-- start Material for this exercise --

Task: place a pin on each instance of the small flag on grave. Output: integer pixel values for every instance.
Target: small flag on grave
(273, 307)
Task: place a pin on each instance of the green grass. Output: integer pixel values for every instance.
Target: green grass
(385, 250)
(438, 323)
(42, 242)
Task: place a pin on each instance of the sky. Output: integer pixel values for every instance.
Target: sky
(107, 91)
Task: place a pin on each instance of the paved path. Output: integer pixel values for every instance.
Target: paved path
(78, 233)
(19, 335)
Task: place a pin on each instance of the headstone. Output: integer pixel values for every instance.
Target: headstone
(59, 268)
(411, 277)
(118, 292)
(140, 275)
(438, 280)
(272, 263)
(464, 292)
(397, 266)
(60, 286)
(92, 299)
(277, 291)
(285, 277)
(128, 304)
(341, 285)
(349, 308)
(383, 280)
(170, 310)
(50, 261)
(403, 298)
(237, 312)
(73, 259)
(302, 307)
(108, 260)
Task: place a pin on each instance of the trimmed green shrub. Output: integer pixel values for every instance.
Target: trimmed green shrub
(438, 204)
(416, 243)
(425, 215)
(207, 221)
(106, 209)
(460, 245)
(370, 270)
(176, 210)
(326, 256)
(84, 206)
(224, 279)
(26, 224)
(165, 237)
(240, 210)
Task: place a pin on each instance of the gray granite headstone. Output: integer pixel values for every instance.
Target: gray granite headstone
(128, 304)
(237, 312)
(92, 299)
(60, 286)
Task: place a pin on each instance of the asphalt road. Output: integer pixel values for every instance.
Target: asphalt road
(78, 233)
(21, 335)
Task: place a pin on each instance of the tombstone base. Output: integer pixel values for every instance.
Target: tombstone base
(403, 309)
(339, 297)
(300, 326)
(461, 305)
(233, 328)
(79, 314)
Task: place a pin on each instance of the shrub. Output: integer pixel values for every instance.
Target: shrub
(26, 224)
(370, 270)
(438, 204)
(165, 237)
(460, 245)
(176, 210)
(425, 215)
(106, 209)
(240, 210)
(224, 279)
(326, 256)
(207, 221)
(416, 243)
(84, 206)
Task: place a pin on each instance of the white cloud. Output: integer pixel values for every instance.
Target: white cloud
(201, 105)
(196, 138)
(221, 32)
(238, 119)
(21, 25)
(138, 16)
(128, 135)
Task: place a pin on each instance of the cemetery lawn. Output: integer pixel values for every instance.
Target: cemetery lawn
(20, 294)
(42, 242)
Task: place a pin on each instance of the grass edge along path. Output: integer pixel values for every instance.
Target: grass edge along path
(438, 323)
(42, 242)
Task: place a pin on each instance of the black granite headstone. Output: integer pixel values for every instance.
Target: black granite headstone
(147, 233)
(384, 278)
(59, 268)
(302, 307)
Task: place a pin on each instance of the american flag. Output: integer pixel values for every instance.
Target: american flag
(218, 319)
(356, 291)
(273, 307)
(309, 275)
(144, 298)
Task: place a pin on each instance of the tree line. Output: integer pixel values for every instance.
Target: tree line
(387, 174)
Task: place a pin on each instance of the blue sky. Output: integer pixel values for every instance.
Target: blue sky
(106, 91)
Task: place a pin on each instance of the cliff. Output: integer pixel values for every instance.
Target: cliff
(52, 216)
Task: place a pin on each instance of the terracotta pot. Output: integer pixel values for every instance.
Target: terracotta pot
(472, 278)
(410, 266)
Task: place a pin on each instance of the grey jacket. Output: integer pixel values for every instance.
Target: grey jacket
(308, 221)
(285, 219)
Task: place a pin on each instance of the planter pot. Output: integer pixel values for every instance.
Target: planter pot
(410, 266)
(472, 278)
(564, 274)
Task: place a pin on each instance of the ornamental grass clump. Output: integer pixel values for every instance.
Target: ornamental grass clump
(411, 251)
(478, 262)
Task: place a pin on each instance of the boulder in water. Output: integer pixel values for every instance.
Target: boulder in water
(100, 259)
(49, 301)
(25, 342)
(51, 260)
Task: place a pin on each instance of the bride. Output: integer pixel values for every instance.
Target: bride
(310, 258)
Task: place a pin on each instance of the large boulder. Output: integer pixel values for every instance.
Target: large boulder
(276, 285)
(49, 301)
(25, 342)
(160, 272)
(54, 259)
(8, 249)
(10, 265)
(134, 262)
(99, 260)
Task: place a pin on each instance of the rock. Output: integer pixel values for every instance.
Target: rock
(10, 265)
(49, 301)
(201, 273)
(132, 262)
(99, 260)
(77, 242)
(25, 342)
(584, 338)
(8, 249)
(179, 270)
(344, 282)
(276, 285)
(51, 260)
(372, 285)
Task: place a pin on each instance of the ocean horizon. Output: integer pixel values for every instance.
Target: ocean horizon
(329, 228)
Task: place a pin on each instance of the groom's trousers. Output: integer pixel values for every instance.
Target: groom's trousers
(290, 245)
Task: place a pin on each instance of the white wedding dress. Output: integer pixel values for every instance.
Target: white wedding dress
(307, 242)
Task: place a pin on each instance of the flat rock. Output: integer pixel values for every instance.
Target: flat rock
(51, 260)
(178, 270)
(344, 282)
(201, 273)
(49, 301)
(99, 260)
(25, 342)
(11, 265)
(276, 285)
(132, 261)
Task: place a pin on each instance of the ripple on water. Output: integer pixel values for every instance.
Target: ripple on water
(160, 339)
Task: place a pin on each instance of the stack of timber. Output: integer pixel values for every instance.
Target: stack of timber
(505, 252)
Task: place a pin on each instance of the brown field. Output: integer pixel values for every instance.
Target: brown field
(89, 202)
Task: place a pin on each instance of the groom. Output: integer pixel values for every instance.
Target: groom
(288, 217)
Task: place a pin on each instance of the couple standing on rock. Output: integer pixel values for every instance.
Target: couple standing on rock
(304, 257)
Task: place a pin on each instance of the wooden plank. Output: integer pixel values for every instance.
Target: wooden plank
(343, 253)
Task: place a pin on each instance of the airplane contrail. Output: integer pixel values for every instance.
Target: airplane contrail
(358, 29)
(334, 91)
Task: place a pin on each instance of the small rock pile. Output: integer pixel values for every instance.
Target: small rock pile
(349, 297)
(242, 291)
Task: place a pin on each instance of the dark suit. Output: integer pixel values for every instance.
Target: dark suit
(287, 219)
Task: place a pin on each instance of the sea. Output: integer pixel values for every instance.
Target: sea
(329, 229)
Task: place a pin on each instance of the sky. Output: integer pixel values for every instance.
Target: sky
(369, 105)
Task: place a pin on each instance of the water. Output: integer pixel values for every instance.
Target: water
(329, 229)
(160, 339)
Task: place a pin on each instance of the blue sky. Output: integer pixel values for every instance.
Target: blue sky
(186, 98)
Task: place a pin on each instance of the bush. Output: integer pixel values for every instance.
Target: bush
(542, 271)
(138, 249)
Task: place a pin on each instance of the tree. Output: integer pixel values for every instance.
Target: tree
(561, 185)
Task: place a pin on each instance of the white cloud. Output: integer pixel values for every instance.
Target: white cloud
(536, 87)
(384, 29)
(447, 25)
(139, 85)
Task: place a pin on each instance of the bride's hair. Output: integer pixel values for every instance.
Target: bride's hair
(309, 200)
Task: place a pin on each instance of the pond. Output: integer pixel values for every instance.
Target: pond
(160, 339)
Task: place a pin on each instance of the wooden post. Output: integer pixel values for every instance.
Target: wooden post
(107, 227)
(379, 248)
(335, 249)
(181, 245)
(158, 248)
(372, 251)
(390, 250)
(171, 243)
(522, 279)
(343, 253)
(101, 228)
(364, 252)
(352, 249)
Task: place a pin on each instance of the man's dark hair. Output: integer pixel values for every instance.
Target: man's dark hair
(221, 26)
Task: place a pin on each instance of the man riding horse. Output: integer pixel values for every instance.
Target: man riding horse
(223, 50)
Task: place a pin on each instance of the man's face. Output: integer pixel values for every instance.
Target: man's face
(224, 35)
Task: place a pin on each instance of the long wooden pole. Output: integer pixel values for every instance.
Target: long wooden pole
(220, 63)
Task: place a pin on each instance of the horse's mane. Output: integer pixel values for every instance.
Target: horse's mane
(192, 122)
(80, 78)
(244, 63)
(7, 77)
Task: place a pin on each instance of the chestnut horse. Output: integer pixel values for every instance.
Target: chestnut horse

-- end Material for this exercise --

Short problem: Would you put every line from the one containing "Task: place a pin on each instance of the chestnut" through the end of the items, inclusive, into a Markdown table with the columns Row and Line, leaving out any blank lines?

Solution for this task:
| Row | Line |
|---|---|
| 1 | Task: place a pin on each instance of the chestnut horse. Output: integer pixel values for every instance. |
| 2 | Target: chestnut horse |